— To do —
Can you copy out everything from the line containing "Note: pick out every instance of the grassy" down to the last line, scaling each pixel coordinate in the answers by 0.45 and rounding it to a whole number, with halves rounded up?

BEGIN Supplied records

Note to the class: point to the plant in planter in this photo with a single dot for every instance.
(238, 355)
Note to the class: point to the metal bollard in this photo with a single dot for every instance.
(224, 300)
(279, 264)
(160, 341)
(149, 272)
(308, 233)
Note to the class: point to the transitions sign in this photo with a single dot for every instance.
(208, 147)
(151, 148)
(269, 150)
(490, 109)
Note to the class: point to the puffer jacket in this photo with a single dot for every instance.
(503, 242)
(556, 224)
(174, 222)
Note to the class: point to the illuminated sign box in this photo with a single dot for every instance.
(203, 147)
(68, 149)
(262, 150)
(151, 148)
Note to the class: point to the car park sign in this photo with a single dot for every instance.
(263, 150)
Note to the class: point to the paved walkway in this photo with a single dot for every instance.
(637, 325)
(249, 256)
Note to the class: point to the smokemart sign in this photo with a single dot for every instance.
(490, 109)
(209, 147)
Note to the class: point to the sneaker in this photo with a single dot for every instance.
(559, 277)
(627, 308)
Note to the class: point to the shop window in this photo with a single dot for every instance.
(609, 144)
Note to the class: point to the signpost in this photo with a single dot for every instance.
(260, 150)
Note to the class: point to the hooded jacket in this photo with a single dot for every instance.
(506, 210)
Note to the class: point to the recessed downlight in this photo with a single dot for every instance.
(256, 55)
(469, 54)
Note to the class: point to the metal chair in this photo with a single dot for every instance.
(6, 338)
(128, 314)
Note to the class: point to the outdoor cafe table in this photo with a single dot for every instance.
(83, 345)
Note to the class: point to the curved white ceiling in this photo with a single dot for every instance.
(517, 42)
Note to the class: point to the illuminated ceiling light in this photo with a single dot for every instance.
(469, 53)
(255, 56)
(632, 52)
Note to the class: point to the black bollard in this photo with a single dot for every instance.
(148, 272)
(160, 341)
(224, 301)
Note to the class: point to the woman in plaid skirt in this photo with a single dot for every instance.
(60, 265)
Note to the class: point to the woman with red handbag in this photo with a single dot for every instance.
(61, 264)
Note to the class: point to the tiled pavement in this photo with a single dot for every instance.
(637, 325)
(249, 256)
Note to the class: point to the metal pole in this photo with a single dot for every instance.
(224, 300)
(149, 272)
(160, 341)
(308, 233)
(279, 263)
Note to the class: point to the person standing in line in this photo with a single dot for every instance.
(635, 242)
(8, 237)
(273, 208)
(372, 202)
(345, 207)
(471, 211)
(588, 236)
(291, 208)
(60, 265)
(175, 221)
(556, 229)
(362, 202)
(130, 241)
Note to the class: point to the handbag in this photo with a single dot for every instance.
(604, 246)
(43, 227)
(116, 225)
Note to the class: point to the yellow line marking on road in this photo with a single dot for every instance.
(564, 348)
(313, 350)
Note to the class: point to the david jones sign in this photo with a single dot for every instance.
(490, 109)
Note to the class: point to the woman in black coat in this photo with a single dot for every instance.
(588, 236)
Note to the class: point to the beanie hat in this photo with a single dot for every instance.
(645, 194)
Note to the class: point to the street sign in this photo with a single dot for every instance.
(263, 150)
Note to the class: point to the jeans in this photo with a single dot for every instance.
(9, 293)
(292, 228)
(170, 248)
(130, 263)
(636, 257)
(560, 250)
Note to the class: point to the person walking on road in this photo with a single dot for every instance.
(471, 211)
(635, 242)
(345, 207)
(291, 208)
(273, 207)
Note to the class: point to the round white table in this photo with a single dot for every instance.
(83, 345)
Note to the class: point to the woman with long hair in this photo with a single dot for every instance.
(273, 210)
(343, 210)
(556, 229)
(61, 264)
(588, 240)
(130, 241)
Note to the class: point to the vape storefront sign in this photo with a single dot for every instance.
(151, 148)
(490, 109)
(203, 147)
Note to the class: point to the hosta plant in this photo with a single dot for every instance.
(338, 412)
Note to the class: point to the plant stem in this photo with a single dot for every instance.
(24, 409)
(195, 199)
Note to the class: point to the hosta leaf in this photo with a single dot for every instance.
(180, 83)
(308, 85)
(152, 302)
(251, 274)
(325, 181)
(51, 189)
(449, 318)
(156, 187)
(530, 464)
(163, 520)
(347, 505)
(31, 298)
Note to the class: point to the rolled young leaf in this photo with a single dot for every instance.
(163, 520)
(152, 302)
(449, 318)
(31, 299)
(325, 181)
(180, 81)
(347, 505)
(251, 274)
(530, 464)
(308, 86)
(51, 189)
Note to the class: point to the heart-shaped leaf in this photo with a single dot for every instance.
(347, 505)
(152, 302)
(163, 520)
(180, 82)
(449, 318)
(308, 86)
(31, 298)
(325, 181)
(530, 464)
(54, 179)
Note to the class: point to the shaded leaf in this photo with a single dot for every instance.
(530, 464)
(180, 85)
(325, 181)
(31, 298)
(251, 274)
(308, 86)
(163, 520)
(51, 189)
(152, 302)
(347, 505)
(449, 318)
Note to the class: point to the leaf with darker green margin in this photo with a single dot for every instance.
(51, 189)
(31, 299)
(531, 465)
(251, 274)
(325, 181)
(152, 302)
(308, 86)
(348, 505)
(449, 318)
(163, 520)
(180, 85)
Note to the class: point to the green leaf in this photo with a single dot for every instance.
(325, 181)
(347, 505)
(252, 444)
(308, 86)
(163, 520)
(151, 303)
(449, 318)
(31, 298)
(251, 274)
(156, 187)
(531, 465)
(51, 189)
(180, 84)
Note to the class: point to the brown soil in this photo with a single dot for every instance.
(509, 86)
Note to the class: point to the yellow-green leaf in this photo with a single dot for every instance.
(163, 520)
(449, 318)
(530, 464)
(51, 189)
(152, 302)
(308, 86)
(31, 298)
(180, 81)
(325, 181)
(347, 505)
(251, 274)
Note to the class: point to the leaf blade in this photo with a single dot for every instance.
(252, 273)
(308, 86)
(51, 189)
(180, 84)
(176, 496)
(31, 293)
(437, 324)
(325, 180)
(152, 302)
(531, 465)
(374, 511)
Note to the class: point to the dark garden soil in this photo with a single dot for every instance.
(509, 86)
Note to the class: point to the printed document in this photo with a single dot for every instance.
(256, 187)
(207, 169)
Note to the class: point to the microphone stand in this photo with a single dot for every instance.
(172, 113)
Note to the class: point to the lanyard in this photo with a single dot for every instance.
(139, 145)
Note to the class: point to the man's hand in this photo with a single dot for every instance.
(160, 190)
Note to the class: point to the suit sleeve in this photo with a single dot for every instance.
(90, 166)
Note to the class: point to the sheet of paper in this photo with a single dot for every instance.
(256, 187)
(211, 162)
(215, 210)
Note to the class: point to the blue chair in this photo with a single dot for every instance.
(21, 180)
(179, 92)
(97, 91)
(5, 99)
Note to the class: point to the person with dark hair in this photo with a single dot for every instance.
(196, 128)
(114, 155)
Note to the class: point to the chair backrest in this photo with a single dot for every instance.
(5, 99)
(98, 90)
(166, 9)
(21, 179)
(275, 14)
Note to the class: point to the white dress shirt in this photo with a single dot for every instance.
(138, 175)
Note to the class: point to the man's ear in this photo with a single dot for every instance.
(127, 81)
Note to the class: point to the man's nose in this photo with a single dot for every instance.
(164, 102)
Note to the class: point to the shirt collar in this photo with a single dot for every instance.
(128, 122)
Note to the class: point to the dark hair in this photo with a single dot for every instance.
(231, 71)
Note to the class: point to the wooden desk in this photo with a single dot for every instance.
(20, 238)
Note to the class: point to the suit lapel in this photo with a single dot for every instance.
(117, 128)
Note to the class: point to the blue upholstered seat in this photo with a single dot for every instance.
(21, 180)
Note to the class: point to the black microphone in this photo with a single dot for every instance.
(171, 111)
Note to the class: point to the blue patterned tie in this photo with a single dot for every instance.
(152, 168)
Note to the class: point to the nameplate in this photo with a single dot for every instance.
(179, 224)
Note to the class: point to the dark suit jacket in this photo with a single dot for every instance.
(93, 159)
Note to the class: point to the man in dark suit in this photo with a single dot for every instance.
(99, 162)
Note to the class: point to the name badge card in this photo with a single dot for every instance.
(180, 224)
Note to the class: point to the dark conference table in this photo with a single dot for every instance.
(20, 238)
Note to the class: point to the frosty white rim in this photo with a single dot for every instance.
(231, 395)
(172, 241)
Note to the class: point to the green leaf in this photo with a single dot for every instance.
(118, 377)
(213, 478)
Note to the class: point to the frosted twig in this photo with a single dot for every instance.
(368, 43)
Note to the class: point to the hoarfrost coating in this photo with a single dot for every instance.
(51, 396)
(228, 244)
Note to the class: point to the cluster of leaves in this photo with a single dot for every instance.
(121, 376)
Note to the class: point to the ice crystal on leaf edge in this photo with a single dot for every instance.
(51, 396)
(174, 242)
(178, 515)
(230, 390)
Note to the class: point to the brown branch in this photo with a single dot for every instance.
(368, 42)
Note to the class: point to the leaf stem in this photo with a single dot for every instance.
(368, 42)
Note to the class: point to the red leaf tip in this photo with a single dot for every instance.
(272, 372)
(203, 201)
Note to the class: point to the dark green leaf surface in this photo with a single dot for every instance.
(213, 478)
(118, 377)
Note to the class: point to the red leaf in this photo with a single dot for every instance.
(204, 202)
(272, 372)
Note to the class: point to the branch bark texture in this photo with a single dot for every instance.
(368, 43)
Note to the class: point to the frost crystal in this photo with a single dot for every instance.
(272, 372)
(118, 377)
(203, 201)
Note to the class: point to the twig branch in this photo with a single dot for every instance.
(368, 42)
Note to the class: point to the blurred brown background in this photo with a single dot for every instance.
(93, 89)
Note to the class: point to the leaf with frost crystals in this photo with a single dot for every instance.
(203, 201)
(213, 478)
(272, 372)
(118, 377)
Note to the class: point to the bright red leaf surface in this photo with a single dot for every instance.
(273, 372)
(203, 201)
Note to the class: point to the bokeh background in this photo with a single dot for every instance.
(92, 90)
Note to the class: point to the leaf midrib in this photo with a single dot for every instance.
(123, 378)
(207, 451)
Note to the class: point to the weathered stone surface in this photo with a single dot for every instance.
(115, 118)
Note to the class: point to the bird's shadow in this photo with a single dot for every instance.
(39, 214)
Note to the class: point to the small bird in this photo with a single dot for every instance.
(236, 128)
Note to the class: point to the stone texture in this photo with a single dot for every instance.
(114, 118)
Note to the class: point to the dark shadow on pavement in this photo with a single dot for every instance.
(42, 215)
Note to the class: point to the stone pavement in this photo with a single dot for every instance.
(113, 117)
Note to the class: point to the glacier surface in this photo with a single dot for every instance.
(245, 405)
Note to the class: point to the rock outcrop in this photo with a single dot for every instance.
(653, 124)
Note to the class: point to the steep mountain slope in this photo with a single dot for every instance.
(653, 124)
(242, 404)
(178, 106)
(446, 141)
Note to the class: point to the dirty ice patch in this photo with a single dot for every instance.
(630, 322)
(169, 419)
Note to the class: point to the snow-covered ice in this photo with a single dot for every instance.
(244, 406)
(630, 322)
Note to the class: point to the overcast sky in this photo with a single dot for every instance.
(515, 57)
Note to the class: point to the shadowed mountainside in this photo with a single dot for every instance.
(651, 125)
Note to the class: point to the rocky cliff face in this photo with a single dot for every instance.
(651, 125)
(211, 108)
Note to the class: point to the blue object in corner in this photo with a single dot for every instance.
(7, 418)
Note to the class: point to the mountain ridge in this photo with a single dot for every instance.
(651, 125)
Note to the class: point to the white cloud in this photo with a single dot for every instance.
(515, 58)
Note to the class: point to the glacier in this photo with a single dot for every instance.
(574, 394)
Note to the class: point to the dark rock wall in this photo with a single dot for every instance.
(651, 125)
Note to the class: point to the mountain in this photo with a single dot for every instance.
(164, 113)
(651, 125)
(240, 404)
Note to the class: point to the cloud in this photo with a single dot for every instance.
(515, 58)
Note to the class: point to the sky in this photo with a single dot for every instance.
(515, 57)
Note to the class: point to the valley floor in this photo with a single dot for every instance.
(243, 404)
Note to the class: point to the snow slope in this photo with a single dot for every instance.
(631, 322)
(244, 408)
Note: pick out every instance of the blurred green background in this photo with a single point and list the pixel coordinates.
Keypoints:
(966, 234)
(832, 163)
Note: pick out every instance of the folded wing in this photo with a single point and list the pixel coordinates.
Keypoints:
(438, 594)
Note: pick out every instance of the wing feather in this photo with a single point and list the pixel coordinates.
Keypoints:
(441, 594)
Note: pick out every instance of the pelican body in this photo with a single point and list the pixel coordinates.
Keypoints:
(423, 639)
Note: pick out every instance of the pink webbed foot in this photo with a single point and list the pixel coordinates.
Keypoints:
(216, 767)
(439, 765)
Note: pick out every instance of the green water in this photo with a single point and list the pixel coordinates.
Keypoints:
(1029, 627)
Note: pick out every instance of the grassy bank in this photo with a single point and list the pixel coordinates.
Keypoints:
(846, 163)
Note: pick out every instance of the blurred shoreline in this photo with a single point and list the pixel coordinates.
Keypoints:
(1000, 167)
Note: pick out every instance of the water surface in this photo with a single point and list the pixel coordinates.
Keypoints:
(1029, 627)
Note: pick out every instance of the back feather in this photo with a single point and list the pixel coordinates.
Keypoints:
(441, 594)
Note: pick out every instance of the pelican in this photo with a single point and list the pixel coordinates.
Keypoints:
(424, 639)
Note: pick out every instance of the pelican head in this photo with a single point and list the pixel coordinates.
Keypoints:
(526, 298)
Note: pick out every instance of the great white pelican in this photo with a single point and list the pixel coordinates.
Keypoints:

END Supplied records

— Solution —
Note: pick out every instance of the grassy bank in this photo with a single point and list the pixel coordinates.
Keypoints:
(381, 73)
Note: pick out every instance of the blurred shoreline in this photo with a single point and list the pixel coordinates.
Keypoints:
(450, 75)
Note: pick out every instance of the water surface in this photo with a single point and list the pixel coordinates.
Keypoints:
(463, 282)
Note: pick out every instance of the back feather in this photo with a single point and list the pixel coordinates.
Keypoints:
(198, 267)
Note: pick out every instance of the pelican in this photo with a single point and list the pixel coordinates.
Keypoints:
(191, 288)
Note: pick out every instance of the pelican head in this photo with a single point and list the pixel coordinates.
Keypoints:
(237, 134)
Note: pick out every instance of the great white pelican in this photo with a single point and list the pixel coordinates.
Keypoints:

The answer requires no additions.